● DATA EXTRACT
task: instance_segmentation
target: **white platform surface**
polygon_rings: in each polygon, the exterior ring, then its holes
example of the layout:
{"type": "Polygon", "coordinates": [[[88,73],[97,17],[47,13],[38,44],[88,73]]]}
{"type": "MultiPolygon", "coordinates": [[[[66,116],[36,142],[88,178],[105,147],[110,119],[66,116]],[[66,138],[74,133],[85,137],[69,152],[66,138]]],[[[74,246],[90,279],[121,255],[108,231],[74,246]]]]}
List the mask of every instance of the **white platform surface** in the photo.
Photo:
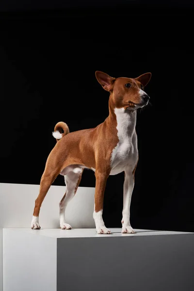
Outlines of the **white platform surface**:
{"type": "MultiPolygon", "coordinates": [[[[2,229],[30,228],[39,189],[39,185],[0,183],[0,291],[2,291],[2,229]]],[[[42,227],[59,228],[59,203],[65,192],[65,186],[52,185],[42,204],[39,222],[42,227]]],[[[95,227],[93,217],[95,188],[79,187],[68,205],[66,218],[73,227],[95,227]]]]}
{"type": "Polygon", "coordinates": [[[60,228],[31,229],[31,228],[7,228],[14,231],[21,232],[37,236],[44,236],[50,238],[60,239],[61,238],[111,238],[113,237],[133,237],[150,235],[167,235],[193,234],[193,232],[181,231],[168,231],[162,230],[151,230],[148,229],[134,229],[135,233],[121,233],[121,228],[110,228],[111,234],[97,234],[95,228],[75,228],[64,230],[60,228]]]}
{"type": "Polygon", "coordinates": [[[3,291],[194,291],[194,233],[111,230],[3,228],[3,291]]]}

==

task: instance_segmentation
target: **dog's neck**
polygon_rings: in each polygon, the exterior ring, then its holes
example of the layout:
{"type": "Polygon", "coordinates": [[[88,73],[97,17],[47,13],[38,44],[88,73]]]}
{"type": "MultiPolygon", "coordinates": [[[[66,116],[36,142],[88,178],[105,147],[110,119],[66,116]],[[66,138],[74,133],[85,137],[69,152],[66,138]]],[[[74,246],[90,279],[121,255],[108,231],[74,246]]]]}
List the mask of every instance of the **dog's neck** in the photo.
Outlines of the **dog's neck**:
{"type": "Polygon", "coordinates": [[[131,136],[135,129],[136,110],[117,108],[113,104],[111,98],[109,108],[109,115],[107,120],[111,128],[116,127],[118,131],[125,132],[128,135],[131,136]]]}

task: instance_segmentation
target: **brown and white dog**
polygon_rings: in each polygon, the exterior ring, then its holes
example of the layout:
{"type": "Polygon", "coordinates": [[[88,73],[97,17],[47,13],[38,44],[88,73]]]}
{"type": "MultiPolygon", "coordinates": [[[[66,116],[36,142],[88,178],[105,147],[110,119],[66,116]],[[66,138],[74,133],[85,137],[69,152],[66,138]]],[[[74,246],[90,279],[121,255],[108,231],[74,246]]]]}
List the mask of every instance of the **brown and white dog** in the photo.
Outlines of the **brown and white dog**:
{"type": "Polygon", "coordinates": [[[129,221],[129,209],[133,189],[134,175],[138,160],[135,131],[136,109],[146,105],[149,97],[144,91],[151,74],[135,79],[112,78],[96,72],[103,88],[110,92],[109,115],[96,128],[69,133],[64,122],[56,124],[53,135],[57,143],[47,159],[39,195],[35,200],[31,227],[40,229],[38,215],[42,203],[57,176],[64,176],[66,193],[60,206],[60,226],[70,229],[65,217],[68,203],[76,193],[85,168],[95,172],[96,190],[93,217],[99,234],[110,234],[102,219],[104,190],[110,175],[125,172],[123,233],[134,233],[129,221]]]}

---

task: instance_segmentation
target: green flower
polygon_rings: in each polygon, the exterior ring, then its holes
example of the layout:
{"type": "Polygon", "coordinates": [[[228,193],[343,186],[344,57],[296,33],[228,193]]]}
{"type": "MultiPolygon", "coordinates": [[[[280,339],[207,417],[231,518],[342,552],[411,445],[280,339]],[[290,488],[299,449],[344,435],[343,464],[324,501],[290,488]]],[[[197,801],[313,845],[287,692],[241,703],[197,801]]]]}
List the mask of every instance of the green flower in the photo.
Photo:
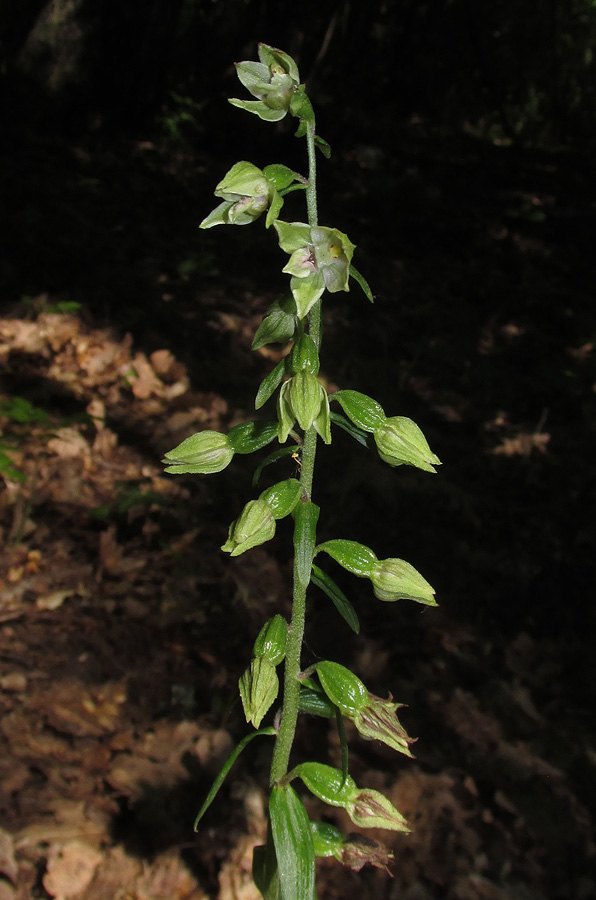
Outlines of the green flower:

● SET TASK
Copy every line in the items above that contains the word "platform".

● RESULT OF THIS EXERCISE
target: **white platform surface**
List the mask of every instance of the **white platform surface** in the photo.
Outlines of the **white platform surface**:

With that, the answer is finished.